§ **Short problem**
Reproduce the records below in their entirety, character for character.

-- Supplied material start --

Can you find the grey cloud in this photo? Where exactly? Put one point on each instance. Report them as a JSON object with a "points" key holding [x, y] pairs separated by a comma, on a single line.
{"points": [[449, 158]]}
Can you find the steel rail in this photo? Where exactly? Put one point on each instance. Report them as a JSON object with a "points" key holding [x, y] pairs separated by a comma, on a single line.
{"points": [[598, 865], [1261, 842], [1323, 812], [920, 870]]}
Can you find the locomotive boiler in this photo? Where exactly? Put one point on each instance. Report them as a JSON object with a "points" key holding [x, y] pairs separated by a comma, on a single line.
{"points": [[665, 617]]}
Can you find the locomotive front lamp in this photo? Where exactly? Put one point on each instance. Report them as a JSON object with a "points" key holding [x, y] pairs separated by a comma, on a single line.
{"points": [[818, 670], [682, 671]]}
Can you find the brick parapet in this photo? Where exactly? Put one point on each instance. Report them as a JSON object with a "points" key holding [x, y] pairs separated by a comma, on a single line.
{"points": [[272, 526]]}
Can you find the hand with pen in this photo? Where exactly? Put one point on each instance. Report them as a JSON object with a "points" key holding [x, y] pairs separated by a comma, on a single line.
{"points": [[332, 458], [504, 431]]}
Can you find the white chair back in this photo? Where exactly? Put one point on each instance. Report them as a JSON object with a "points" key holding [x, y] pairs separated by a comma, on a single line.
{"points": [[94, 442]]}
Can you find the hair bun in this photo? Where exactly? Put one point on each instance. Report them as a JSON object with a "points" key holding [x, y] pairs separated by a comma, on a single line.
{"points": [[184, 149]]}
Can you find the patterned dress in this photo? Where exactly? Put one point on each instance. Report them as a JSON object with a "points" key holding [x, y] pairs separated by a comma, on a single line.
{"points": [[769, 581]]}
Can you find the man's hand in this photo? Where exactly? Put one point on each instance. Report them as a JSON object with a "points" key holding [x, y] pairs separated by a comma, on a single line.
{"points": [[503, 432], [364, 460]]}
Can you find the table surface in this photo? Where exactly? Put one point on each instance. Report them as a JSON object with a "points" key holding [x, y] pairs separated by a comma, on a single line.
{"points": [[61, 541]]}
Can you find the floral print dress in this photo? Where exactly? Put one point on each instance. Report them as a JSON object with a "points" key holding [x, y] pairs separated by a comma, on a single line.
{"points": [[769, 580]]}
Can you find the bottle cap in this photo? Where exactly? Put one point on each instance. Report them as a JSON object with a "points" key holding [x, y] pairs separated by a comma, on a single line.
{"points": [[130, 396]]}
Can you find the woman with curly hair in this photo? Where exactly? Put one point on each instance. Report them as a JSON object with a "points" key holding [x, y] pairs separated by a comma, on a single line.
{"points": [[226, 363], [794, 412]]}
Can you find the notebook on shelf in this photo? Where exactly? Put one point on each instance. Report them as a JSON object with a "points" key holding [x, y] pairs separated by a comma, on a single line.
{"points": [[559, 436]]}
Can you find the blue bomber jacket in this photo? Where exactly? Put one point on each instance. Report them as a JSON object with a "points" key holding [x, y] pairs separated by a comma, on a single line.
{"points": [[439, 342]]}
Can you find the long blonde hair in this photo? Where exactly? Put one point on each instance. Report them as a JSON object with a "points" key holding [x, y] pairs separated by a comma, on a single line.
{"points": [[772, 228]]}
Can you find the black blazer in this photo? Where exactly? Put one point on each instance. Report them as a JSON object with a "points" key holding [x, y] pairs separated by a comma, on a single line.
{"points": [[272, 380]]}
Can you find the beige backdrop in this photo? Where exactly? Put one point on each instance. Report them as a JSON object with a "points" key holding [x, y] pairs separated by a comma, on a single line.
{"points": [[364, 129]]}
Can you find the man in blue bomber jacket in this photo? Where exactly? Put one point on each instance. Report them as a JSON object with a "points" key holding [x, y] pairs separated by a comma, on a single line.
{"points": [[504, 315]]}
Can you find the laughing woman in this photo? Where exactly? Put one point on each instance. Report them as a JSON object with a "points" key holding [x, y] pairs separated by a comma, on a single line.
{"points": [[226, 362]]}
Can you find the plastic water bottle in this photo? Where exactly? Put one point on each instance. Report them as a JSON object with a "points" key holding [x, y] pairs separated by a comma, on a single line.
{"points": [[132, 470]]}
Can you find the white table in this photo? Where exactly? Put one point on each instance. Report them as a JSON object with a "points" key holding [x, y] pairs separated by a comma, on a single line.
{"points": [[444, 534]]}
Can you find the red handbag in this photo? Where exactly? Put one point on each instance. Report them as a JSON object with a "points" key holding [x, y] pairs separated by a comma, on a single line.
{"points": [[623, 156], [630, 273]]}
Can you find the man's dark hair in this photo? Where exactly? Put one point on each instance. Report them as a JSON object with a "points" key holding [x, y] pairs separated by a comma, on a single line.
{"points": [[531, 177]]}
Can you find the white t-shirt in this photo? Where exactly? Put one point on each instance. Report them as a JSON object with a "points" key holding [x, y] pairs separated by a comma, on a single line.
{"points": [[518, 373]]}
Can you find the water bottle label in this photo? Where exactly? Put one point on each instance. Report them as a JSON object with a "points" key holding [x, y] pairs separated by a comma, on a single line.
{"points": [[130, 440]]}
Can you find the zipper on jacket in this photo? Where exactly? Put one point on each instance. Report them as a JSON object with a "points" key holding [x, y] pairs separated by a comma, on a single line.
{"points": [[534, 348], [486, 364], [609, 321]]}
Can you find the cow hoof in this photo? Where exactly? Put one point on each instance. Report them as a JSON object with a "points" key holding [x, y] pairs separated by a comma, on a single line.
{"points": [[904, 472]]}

-- Supplied material end --

§ **Result of the exercise**
Can you find the grey cloud in this photo? Where exactly? Put one point on each instance. Report them as a JSON object with a "points" key holding [x, y] pairs separated by a comma, on a single line.
{"points": [[449, 158]]}
Can you find the steel rail in this photo? Where exactly? Put one point on each instance. Report them as a JSON object with a "points" key holding [x, y] pairs separated by a comma, on a single line.
{"points": [[598, 865], [1261, 842], [1323, 812], [920, 870]]}
Can you find the locomotive boiler in this photo? Where exactly? Put one point on each instance. Report them as a JSON object with a "points" key holding [x, y] pairs separated by a comma, on a single line.
{"points": [[665, 617]]}
Can you find the locomotive front lamp in this photo? Where exactly? Put one point on each instance. Report them as a JSON object with a "points" key holding [x, y] pairs separated by a comma, on a single line.
{"points": [[818, 670], [682, 671]]}
Can you find the brick parapet in this photo? Where exactly? Put one point on each instance. Report them as a JSON object with a "points" key holding [x, y] pairs separated by a comma, on a single line.
{"points": [[272, 526]]}
Can you find the hand with pen in this photo? Where exactly? Put one point on each instance. Report them as a JSON object with a "points" key holding [x, y] pairs separated by a comma, on a single line.
{"points": [[332, 458], [504, 431]]}
Can you find the white chair back in this photo? Where exactly? Put one point on each instance. Report them as a JSON object with a "points" key holding [x, y] pairs separated by a comma, on a single line.
{"points": [[94, 442]]}
Can you find the hair bun in this photo? Where exactly? Put one point on each instance. Report them as a JSON object with a "points" key holding [x, y] pairs separated by a comma, on a single line.
{"points": [[184, 149]]}
Can you find the patterned dress in this photo? Where exactly? Put one point on each instance. Report them as a JSON object with a "points" key holding [x, y] pairs separated by a comma, on a single line.
{"points": [[769, 581]]}
Can you find the man's hand in this photo? Where exactly? Put one point on each instance. Report them as a JSON object with a "points" key holding [x, y] pairs separated by a comma, on a single line.
{"points": [[503, 432], [364, 460]]}
Can you find the table surface in this photo? Where exactly? Put one point on each instance. Report them as a JSON object with a "points" key holding [x, y] pairs separated by a comma, on a single line.
{"points": [[61, 541]]}
Can you find the floral print dress in this photo? Where exactly? Put one point on each instance. Report them as a JSON object with a "points" key holding [x, y] pairs separated by a comma, on a single line.
{"points": [[769, 580]]}
Can you find the bottle cap in this photo? Where exactly? Put one point on each instance. Report them as a JSON object with a "points" key holding [x, y] pairs separated by a comma, on a single line.
{"points": [[130, 396]]}
Can you find the woman with curly hair in this photo? Where exactly? Put one point on each instance. Report them as a JSON object with a "points" key holding [x, y] pairs separated by a comma, on a single line.
{"points": [[226, 363], [794, 412]]}
Can you find the notebook on shelf in this photo? Where exactly? Put one point on each instance. Report them as a JSON object with a "points" key holding [x, y] pairs separated by a comma, on a single line.
{"points": [[559, 436]]}
Can you find the blue bomber jacket in this photo? Where exactly? Put one point on each instance. Report them as a JSON object with a "points" key holding [x, y] pairs separated by a comma, on a single line.
{"points": [[439, 342]]}
Can you find the long blonde hair in this photo? Where exactly? Put one point on each instance. Report them as a JSON object with a "points" key holding [x, y] pairs separated by a comma, on a single line.
{"points": [[772, 228]]}
Can you find the black blazer in this photo? Where exactly? Put one point on each instance. Report them as a JSON object with a "points" key holding [x, y] pairs separated by a comma, on a single line.
{"points": [[272, 380]]}
Can you find the beige backdrop in this photo? Where exactly? Put one point on each instance. Report them as a JSON object with a "points" key holding [x, y] pairs separated by a comma, on a single line.
{"points": [[364, 129]]}
Can you find the man in blue bomber jacket in this photo? Where exactly? Put one point on each instance. Report them as a JSON object with a "points" key holding [x, y] pairs separated by a comma, on a single line.
{"points": [[504, 315]]}
Can you find the laughing woman in this photo? Where exactly? Put one point on each instance. Report them as a JSON object with a "points" key holding [x, y] pairs separated by a comma, on a single line.
{"points": [[226, 362]]}
Can you find the plastic water bottle in this photo? Where exactly? Put one point on each instance. Report them as a JSON object with a "points" key holding [x, y] pairs separated by a comma, on a single line.
{"points": [[132, 470]]}
Can you find the white table in this photo? Where exactly? Put one point on each instance. Report them as a JSON object with a "points" key holding [x, y] pairs separated by a comma, on a single line.
{"points": [[444, 534]]}
Can you find the red handbag in this photo? Where exactly? Put one point on each instance. Report them as a JSON object with a "points" key holding [x, y] pairs separated by a comma, on a single line.
{"points": [[623, 156], [630, 273]]}
Can you find the man's dark hair in this photo? Where exactly? Put one point on each instance. Report them as a JSON object with a "points" key holding [x, y] pairs separated by a comma, on a single line.
{"points": [[531, 177]]}
Can you find the white t-shirt in this photo? Where exactly? Put one point on each instance. Report them as a JSON object with a "points" key holding [x, y] pairs separated by a comma, on a single line.
{"points": [[518, 373]]}
Can you find the water bottle label in this photo? Where exactly? Put one point on each instance. Report them as a JSON object with a "points" key holding [x, y] pairs separated by a comma, on a single line.
{"points": [[130, 440]]}
Can you find the zipper on jacket in this photo? Where exactly? Put one point on each instance. Report them as a JSON object with a "points" key holding [x, y] pairs separated by a comma, on a single line.
{"points": [[534, 348], [486, 364], [609, 321]]}
Can you find the cow hoof in this photo? Where exactly? Put one point on each instance. Report them as a JSON object with a "points" key holding [x, y] pairs separated by a comma, on a single line.
{"points": [[904, 472]]}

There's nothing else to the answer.